- **QUELLE**:
########
Der größte islamistische Dachverband ist der »Verein für Gedankenfreiheit und für das Recht auf Bildung für alle« (Özgür-Der). Verschiedene islamistische Zeitschriften und Nachrichtenagenturen, Vereine und Prominente unterstützen ihn. Sie formulieren die Inhalte, die die islamische Regierungspartei von Ministerpräsident Recep Tayyip Erdogan aus Vorsicht vor dem von den Generälen dominierten Nationalen Sicherheitsrat, nicht mehr zu den dringlichen Themen ihrer Politik macht. Allen voran die Kopftuchfrage. In der Türkei dürfen in öffentlichen Gebäuden und in manchen Berufszweigen auch weiterhin keine Schleier oder Kopftücher getragen werden.

In einem Chat-Room auf der Web-site von Özgür-Der wird über den Umgang mit der Kopfbedeckung diskutiert. Die Kommentare reichen von Verständnis bis zu unverhohlenem Zorn über die Heuchler und Stiefellecker in der Regierung. »Bush ist genauso ein Terrorist wie Saddam Hussein«, kommentierte Özgür-Der die Festnahme des irakischen Ex-Diktators. Es wird zwar die Verhaftung begrüßt, US-Präsident Georg W. Bush aber zum weltweiten Agressor erklärt.
########
- **VORLIEGENDE DATENSÄTZE**:
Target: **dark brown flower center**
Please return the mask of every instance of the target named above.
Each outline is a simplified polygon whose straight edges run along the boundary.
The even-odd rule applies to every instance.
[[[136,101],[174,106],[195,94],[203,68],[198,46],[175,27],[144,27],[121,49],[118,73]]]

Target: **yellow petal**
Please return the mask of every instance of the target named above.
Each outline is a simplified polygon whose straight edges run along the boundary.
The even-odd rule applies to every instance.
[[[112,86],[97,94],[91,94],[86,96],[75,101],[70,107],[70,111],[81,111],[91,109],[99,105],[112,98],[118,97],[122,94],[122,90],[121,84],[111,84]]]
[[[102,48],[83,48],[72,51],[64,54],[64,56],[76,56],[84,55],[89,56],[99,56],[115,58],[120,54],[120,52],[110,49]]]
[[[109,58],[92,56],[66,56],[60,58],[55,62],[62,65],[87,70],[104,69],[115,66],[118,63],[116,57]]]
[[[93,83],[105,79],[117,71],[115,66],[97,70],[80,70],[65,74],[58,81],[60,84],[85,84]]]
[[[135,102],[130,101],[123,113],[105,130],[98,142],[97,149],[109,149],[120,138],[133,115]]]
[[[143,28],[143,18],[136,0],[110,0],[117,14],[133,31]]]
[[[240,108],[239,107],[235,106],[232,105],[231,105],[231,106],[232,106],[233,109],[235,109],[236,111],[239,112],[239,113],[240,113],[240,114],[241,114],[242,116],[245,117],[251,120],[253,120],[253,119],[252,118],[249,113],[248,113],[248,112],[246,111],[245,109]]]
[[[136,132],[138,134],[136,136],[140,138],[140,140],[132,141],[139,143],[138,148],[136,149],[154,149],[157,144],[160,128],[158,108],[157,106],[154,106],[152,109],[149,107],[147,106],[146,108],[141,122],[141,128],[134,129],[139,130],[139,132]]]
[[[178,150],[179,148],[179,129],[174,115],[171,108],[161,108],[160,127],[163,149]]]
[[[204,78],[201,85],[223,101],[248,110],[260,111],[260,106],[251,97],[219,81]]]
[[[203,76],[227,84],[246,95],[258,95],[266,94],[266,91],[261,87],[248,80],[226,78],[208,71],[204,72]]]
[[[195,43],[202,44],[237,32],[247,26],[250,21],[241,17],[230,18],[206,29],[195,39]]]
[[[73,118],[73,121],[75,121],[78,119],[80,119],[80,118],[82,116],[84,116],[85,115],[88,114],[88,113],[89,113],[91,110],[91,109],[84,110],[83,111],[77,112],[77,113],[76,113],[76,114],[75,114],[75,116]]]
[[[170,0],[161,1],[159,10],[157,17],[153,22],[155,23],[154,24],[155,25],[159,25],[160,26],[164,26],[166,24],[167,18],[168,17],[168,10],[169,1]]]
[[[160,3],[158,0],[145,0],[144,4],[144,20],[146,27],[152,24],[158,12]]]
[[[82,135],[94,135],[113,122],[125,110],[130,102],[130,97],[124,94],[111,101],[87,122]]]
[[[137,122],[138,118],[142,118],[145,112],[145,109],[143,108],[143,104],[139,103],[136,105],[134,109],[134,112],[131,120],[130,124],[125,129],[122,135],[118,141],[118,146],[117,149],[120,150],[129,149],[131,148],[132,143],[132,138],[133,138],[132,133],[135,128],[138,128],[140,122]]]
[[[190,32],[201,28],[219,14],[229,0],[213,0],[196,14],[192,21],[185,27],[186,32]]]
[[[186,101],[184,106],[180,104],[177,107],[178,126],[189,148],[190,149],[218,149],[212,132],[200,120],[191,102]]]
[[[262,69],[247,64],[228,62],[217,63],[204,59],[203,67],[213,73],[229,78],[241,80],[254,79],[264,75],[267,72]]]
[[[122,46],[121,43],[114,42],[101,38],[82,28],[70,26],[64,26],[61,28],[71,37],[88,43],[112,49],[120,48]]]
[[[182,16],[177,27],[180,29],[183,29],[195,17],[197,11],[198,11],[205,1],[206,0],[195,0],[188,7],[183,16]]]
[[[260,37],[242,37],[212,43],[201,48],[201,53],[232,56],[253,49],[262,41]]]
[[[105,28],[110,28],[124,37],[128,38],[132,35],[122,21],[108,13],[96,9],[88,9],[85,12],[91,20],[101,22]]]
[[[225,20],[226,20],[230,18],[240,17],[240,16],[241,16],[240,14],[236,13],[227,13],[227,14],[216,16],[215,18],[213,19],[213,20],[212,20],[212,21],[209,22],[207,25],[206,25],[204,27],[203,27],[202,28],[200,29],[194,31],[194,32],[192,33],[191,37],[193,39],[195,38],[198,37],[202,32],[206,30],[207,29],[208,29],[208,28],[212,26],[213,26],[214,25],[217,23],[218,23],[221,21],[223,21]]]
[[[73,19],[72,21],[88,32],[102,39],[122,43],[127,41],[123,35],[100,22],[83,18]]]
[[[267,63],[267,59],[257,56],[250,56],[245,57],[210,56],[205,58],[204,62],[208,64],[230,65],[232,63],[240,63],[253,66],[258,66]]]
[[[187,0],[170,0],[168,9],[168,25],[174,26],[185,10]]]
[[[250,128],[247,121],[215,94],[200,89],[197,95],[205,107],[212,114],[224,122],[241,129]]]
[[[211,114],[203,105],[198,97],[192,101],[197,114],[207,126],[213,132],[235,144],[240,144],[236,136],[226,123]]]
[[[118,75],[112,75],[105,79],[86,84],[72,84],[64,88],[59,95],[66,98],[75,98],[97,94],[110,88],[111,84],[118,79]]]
########
- **SCHRIFTLICHE ANWEISUNG A**:
Wie heißt laut Quelle der größte islamistische Dachverband?
- **SCHRIFTLICHE ANWEISUNG B**:
Ersetze bitte im Abschnitt der Quelle, der mit den Worten „In einem Chat-Room“ beginnt und mit „weltweiten Agressor erklärt.“ endet, „Chat-Room“ durch „Diskussionsforum“, und gib den Abschnitt so wieder.

- **ANTWORT A**:
Der größte islamistische Dachverband ist der »Verein für Gedankenfreiheit und für das Recht auf Bildung für alle« (Özgür-Der).

- **ANTWORT B**:
In einem Diskussionsforum auf der Web-site von Özgür-Der wird über den Umgang mit der Kopfbedeckung diskutiert. Die Kommentare reichen von Verständnis bis zu unverhohlenem Zorn über die Heuchler und Stiefellecker in der Regierung. »Bush ist genauso ein Terrorist wie Saddam Hussein«, kommentierte Özgür-Der die Festnahme des irakischen Ex-Diktators. Es wird zwar die Verhaftung begrüßt, US-Präsident Georg W. Bush aber zum weltweiten Agressor erklärt.